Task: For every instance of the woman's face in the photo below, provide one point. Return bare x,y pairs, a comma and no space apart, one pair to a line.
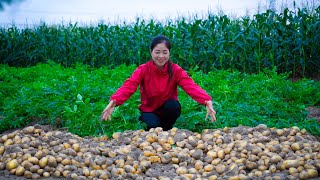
160,55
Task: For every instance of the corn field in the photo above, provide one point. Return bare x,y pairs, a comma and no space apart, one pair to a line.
287,40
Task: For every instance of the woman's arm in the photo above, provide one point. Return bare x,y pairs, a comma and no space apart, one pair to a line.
123,93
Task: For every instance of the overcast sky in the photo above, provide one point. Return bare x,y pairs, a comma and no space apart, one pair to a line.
115,11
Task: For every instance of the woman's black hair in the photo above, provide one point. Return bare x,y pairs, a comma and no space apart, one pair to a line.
163,39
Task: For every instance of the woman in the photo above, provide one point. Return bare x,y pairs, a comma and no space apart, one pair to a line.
158,80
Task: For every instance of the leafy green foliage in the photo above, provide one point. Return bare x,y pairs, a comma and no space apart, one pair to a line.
288,40
75,97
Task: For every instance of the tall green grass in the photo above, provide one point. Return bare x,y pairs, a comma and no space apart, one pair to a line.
75,97
288,40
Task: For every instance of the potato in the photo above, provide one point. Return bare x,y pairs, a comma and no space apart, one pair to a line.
295,146
52,161
208,168
8,142
20,171
312,173
33,160
2,149
43,162
181,170
291,163
12,164
220,168
28,130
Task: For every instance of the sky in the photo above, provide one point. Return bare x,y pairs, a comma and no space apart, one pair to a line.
32,12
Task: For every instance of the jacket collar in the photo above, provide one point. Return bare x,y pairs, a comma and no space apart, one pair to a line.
164,70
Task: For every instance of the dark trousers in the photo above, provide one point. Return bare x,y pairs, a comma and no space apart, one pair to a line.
164,117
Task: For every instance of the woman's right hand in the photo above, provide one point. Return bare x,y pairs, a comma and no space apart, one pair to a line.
106,114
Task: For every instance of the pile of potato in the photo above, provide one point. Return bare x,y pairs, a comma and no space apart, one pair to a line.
230,153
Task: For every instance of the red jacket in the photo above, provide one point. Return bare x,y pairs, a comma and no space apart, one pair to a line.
155,87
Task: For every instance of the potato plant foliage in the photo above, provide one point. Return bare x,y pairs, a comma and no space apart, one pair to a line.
288,40
74,98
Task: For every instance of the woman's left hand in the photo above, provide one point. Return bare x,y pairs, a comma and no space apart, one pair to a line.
210,111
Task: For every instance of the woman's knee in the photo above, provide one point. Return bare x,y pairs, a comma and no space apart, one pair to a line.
172,105
150,119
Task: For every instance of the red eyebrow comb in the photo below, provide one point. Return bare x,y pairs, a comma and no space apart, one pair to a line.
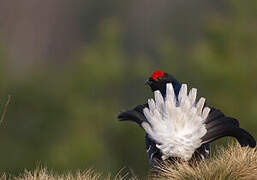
157,74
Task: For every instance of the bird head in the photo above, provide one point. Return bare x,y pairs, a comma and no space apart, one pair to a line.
158,81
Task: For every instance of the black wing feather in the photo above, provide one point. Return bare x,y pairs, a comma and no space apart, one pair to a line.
218,126
136,115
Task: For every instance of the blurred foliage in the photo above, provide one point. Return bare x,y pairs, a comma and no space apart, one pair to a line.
66,118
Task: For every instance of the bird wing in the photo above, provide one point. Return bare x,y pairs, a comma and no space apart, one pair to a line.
135,115
218,125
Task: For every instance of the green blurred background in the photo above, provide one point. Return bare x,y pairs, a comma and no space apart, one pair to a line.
71,66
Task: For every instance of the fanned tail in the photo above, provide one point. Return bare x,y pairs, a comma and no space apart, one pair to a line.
136,115
218,126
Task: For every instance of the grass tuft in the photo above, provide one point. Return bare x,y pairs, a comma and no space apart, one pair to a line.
232,163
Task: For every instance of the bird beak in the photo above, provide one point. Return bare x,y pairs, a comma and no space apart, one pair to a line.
148,82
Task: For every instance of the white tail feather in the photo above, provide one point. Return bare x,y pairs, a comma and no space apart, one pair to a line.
177,126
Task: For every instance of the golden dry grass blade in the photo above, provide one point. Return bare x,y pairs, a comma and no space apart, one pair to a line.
232,163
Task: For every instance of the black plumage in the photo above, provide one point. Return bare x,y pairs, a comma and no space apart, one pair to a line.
217,124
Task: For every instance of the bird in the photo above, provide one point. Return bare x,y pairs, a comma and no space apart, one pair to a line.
177,126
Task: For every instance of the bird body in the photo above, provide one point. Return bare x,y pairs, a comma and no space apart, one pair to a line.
178,126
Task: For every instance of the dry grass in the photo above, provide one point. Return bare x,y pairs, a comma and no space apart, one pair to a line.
232,163
44,174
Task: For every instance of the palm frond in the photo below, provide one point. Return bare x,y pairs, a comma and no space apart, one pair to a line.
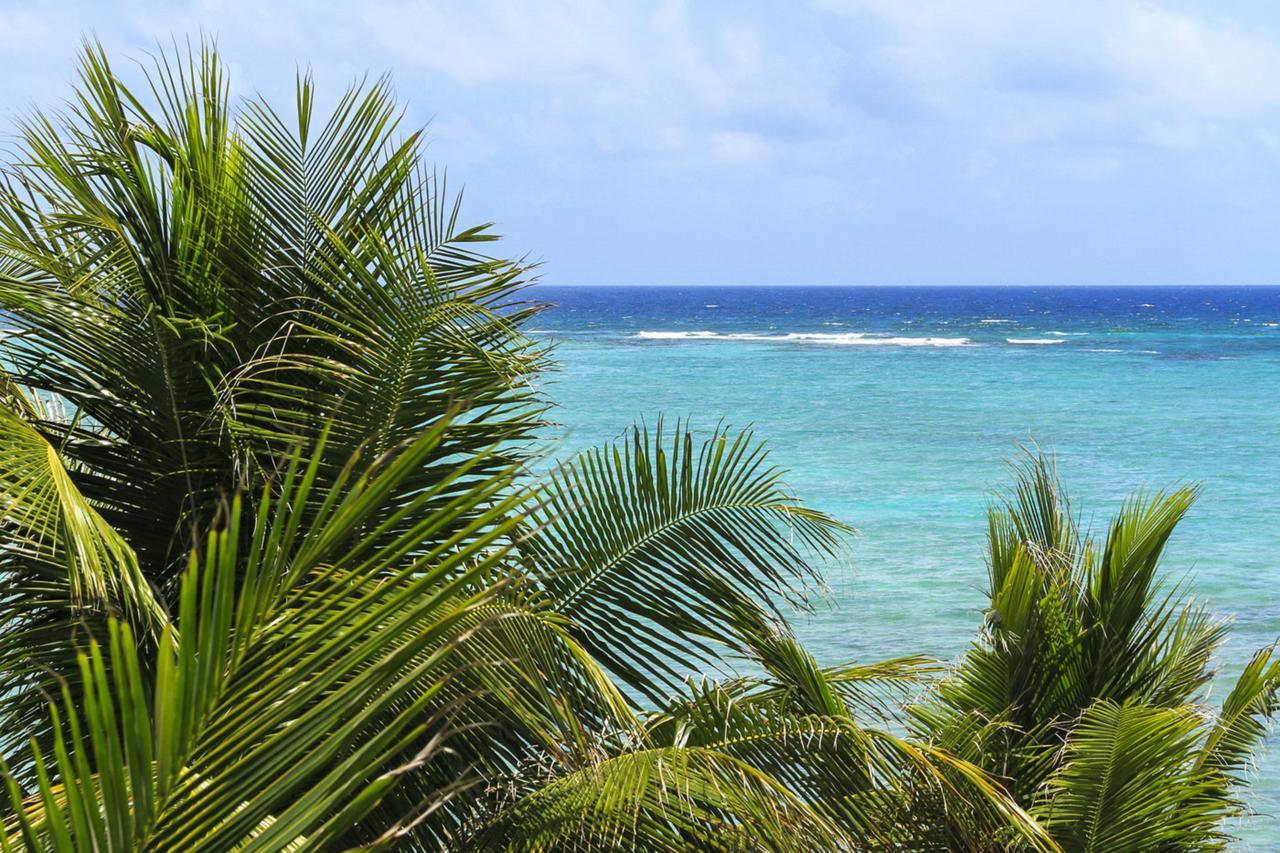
658,551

□ □ □ □ □ □ □

» Requirement
Transcribe exactly the portion of the material above that runs from the line containing "Task: For every instance of the bird in" through its last line, omitting all pictures.

» Response for this exercise
Task: For every instance of the bird in the photo above, provide one point. Return bare x,y pairs, a comma and no space apart, one pair to a line.
177,126
Task: For every instance of the bird body in the photo above, provide one point. Return bare x,y pairs, a comma and no space apart, one pair to a line.
178,126
Task: For every instance of the dry grass in the photo above, provide one point. Return bare x,y pairs, a comma and no space apart, one pair to a line.
232,163
44,174
Task: For every instance of the palm frond in the photo below, provide one point. Return bare x,y pairs, a comma and no space apart, one pair to a line.
658,551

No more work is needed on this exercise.